Work to complete:
Lay out the lines of all the rows below as a numbered list, skipping any blank lines. Leave the pictures out of your answer.

[Spatial annotation rows]
>> BEGIN
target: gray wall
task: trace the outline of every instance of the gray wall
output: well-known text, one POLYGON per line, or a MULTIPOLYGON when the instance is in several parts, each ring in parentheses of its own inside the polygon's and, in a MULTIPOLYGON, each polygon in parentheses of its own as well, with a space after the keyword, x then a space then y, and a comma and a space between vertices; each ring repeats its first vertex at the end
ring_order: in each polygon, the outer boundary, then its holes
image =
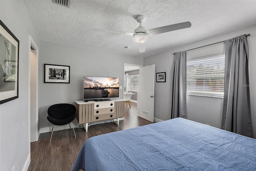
>> END
Exercise response:
1. target: gray wall
2. task: trace the outline of every instance of the gray wall
3. output: well-known text, one POLYGON per line, or a MULTIPOLYGON when the instance is in several parts, each ring in parentheses of its own inside the polygon's and, in a MULTIPOLYGON, each polygon in parentheses of its own as well, with a space after the keyword, x then a space then y, and a comma and a space between vertices; each ring repeats its first vertex at the end
4. ring_order: in each polygon, the outer boundary, then its holes
5. image =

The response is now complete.